== Problem to solve ==
Repeat every record below exactly as it appears.

== Data listing ==

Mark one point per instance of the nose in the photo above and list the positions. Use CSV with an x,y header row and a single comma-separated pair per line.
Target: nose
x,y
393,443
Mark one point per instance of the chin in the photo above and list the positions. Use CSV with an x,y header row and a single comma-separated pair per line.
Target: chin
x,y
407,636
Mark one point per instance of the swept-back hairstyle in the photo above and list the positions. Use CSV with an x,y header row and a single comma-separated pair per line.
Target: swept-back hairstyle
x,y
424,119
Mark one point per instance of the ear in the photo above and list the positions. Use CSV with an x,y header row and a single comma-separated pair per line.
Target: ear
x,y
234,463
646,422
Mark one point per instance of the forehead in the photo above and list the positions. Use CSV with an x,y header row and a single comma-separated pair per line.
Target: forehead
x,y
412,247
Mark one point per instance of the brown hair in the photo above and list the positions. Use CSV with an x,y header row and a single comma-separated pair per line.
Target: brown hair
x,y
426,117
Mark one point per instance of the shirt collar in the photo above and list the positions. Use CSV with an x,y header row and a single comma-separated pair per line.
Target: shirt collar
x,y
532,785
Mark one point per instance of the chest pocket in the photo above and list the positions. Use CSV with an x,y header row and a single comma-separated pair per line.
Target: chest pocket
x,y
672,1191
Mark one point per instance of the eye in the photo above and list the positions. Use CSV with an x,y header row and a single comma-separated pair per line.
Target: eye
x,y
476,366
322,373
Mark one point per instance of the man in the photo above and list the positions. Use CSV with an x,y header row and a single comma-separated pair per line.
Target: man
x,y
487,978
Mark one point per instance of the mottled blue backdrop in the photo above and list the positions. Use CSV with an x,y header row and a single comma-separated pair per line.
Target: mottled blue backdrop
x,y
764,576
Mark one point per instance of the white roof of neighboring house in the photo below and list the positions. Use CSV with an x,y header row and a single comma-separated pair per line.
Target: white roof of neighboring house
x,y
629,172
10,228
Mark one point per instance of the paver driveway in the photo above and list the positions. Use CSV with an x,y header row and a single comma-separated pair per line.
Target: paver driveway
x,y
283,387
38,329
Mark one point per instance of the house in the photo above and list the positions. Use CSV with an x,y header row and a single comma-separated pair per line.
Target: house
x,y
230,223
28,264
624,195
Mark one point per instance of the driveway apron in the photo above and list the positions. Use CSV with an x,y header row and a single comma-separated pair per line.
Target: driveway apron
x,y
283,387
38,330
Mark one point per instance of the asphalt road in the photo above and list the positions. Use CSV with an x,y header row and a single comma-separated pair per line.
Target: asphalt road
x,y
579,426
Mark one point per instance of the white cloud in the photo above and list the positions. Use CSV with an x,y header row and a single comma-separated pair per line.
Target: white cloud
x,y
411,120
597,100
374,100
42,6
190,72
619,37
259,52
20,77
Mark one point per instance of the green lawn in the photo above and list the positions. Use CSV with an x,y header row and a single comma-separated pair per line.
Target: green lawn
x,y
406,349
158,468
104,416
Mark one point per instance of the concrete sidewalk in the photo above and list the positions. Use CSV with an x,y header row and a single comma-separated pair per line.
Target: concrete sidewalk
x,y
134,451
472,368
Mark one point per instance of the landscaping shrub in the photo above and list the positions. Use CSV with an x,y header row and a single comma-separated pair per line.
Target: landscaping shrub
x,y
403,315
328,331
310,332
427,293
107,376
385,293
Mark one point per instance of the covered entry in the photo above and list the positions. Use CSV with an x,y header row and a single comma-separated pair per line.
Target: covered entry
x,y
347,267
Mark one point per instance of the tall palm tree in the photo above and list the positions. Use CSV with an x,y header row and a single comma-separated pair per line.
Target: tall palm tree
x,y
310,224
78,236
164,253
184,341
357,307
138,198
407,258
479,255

== Task response ==
Mark one point per instance of the nose in the photo above and list the positions. Use CSV with an x,y header row and a single comma-separated pair per line.
Target: nose
x,y
393,443
Mark one point per instance of the chin in the photo above and list the positions. Use CSV with an x,y header row and a single comma-separated pair per line.
Target: chin
x,y
407,636
Mark one point per instance of the swept-back hairstyle in the photo above and list the positions. Use CSV with an x,y header row and a single comma-separated pair per line.
Target: swept-back hairstyle
x,y
424,119
Mark one point per instance of the ear in the photo above and list the positions. Use CSV with an x,y header row and a single comma-separated pair per line.
Target: ear
x,y
234,463
646,422
Mark one point per instance of the forehead in the photo above and list the positions. Use CSV with an x,y header row and a single comma-separated pair per line.
Target: forehead
x,y
412,247
Mark one point per instance of the brown hair in the photo above and list the positions. Use CSV with an x,y header row and a single comma-separated pair per line.
Target: brown hair
x,y
426,117
Mark one point per instance of the shirt collar in the photo above and list the positions. Use CSV with an x,y header row and a single comma-separated pair per line.
Target: shirt collar
x,y
532,785
Mark one point per instance of the chest pocket in the photo above and list the positions. Use CSV with an x,y header row and a single comma-separated pair per line.
Target: chest pocket
x,y
672,1191
Mark one point per instance of the eye in the photo above and list the positions. Use CSV with an x,y header row and a single comma-separated pair per line.
Target: eye
x,y
476,366
322,373
Mark one point per instance of the man in the photo above and list the positions. Use CSV with an x,y header row and a single comma-separated pair per line.
Target: man
x,y
487,978
Mark one point per instance of the mottled blue backdrop in the photo above and list the positions. Use CSV with an x,y header row and a single comma-separated pair per line.
Target: mottled blue backdrop
x,y
764,576
Mark one point per instance of the white roof of neighboring house in the photo below and list the positions. Use CSV with an x,y header row and a single comma-separated pair per line.
Target: white roof of neighboring house
x,y
629,172
10,228
Mark one point per instance of the paver driveway in the photo above and list the positions. Use CSV with an x,y header row and a single comma-separated pair per line.
Target: paver driveway
x,y
283,387
38,329
Mark one point per instance of the house in the photo above and list the positions. Use CSV with an x,y header row and a single comma-separated pair per line.
Target: house
x,y
230,223
28,264
624,195
Mark one point per instance of the driveway apron in the photo above and list the positions. Use CSV with an x,y header row and a single comma-separated pair per line.
Target: driveway apron
x,y
283,387
38,330
Mark one point per instance of the asphalt road in the photo above and list the positions. Use CSV with an x,y header row and a single comma-separated pair per line.
Target: asphalt road
x,y
579,426
Mark one point per instance of the white cloud in the photo above and list the positions. Use CSV with an x,y header row and a single comma-separated pair per line.
Target: white cloud
x,y
411,120
597,100
374,100
42,6
190,72
619,37
259,52
20,77
Mark one point per instance of the green lawn in the photo above and list the positions. Use CSV with an x,y header row and a single comma-separated pair per line.
Target: green lawn
x,y
406,349
158,468
104,416
Mark one point per instance of the concrete sidewalk in the photo above and list the positions. Use CSV with an x,y header row and a single comma-separated pair per line.
Target: concrete sidewalk
x,y
134,451
472,368
Mark one point per instance of the landscaping shrub in the photo above and list the positions. Use CSV with an x,y header row and a single comma-separated pair per line.
Target: landscaping shrub
x,y
403,315
328,331
310,332
427,293
107,376
385,293
Mark one point per instance of the covered entry in the photo above and list the positions. Use CSV with an x,y header row and a single comma-separated pair per line.
Target: covered entry
x,y
347,267
Mark one point per instance of the tall palm tree in the photo above and list the positions. Use CSV with an x,y header row and a single comma-separated pair per line.
Target: tall palm tree
x,y
310,224
78,236
164,253
184,341
357,307
138,198
407,258
479,255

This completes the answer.